* Start STORED DATA *
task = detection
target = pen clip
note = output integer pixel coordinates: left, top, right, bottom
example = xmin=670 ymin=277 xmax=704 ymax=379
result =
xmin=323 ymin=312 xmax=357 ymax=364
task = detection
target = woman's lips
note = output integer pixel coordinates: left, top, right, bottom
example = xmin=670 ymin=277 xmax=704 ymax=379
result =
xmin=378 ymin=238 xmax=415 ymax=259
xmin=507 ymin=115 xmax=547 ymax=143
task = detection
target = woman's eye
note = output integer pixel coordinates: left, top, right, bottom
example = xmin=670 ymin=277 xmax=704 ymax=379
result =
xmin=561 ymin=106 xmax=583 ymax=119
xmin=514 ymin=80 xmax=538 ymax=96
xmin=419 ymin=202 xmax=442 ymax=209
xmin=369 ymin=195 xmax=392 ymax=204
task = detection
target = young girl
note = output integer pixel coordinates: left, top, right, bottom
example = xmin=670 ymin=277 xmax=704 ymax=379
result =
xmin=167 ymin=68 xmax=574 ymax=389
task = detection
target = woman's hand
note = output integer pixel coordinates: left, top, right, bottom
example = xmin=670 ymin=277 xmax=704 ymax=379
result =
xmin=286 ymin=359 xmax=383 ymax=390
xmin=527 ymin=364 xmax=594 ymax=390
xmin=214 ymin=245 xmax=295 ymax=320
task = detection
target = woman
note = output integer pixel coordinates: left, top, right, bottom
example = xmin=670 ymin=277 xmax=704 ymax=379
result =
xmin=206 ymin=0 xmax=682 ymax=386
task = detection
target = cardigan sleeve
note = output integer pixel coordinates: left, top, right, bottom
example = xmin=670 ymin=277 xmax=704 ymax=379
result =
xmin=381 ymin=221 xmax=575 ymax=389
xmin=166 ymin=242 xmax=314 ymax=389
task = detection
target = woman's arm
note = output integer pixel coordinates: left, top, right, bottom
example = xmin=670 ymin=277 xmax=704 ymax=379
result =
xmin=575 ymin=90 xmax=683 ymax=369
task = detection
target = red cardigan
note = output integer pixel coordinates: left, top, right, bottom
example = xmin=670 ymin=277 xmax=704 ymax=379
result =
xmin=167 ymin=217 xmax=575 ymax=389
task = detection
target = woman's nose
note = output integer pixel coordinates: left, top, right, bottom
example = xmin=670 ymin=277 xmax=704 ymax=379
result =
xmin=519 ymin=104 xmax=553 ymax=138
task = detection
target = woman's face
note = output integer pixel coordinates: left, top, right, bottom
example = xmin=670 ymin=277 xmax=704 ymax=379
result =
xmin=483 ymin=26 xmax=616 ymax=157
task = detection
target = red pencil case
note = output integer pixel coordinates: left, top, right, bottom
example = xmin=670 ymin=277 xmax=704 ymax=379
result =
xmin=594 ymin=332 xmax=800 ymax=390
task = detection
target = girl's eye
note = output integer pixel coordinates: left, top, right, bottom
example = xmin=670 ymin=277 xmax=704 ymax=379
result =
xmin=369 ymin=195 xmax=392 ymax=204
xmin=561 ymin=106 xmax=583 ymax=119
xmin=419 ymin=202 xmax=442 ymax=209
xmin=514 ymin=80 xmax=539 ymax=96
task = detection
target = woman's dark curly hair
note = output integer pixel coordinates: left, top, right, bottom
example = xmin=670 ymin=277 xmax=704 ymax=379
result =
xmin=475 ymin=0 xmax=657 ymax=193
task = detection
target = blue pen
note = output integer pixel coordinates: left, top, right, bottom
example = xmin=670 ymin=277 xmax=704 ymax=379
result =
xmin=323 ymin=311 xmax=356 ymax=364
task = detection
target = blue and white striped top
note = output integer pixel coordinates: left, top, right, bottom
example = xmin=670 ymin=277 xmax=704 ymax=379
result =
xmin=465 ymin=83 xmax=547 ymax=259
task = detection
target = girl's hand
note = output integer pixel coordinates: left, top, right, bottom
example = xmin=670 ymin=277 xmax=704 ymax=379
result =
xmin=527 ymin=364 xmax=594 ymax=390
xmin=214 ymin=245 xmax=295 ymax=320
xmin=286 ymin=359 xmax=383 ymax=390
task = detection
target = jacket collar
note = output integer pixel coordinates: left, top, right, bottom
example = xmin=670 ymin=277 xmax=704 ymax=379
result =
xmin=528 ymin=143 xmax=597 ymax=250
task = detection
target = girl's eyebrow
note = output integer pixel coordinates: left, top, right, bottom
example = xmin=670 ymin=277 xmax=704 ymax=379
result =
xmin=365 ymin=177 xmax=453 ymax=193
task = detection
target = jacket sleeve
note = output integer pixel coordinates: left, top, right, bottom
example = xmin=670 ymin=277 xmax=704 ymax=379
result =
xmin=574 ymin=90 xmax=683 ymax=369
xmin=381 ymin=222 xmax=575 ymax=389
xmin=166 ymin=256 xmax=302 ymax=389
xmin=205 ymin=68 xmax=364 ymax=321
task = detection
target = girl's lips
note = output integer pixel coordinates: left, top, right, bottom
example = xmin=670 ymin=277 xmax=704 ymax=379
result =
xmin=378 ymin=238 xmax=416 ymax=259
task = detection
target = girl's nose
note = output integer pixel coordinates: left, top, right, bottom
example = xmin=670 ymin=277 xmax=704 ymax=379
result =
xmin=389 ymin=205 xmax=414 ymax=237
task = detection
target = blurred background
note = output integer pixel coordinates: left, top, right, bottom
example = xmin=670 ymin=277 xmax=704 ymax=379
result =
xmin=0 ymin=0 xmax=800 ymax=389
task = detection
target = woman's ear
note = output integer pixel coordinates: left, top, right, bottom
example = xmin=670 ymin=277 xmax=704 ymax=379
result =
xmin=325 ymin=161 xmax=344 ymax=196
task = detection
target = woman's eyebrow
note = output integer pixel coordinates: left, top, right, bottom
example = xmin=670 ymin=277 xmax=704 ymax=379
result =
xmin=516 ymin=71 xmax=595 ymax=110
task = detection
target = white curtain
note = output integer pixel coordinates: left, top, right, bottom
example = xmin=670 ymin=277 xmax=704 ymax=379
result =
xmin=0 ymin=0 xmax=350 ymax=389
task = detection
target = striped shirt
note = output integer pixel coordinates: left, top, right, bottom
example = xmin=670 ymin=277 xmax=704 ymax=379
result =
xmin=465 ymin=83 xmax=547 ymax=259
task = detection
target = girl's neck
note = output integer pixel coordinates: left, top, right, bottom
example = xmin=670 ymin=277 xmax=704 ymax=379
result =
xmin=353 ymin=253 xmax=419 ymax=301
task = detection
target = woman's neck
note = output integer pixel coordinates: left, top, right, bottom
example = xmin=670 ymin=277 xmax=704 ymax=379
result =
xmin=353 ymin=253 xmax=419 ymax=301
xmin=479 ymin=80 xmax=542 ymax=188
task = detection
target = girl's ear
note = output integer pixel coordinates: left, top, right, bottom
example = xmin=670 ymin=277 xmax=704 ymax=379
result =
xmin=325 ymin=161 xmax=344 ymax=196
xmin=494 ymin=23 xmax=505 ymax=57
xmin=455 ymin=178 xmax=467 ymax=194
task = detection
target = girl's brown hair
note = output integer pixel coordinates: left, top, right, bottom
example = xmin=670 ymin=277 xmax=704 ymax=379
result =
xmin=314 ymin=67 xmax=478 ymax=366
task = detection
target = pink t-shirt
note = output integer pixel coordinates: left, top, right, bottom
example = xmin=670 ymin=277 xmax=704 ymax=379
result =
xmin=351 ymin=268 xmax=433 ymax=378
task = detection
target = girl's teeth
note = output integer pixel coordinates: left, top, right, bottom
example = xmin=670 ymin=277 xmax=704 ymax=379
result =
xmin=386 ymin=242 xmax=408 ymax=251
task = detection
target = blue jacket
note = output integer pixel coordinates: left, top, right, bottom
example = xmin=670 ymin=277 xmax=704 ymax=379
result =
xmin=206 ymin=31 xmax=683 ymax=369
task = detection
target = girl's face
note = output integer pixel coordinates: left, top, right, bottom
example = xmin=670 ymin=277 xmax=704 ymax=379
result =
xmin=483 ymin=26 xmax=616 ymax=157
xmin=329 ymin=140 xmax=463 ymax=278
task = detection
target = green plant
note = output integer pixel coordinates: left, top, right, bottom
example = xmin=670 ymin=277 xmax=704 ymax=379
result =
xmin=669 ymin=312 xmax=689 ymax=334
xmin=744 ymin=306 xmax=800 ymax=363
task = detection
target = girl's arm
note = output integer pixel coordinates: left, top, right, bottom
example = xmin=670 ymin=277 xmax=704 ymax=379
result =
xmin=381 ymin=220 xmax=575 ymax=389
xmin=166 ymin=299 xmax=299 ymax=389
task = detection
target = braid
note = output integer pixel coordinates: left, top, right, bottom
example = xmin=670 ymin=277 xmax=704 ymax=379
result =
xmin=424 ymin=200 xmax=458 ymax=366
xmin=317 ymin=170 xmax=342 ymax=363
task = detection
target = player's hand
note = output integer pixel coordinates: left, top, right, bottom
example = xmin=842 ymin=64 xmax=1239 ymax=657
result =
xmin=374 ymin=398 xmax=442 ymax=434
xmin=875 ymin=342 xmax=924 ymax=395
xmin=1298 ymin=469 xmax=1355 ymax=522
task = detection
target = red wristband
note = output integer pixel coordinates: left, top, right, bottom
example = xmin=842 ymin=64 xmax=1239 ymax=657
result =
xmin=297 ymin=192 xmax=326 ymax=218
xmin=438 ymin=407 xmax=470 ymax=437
* End STORED DATA *
### [PROBLEM]
Please rewrite the records from their start through the line containing "xmin=167 ymin=68 xmax=574 ymax=389", substituting "localization" for every "detection" and leaving all else unchanged.

### [SOLUTION FOR THIS TASK]
task = localization
target = pen clip
note = output integer pixel coordinates: left, top, right, bottom
example = xmin=670 ymin=277 xmax=704 ymax=379
result =
xmin=323 ymin=312 xmax=357 ymax=364
task = localization
target = woman's lips
note = output integer pixel coordinates: left, top, right, bottom
example = xmin=670 ymin=277 xmax=704 ymax=379
result =
xmin=378 ymin=238 xmax=415 ymax=259
xmin=507 ymin=115 xmax=547 ymax=143
task = localization
target = woman's eye
note = output integer pixel coordinates: left, top, right, bottom
example = xmin=670 ymin=277 xmax=704 ymax=379
result =
xmin=561 ymin=106 xmax=583 ymax=119
xmin=514 ymin=80 xmax=538 ymax=96
xmin=419 ymin=202 xmax=442 ymax=209
xmin=369 ymin=195 xmax=392 ymax=204
task = localization
target = young girl
note = output integer pixel coordinates: left, top, right, bottom
example = xmin=670 ymin=277 xmax=704 ymax=379
result =
xmin=167 ymin=68 xmax=574 ymax=389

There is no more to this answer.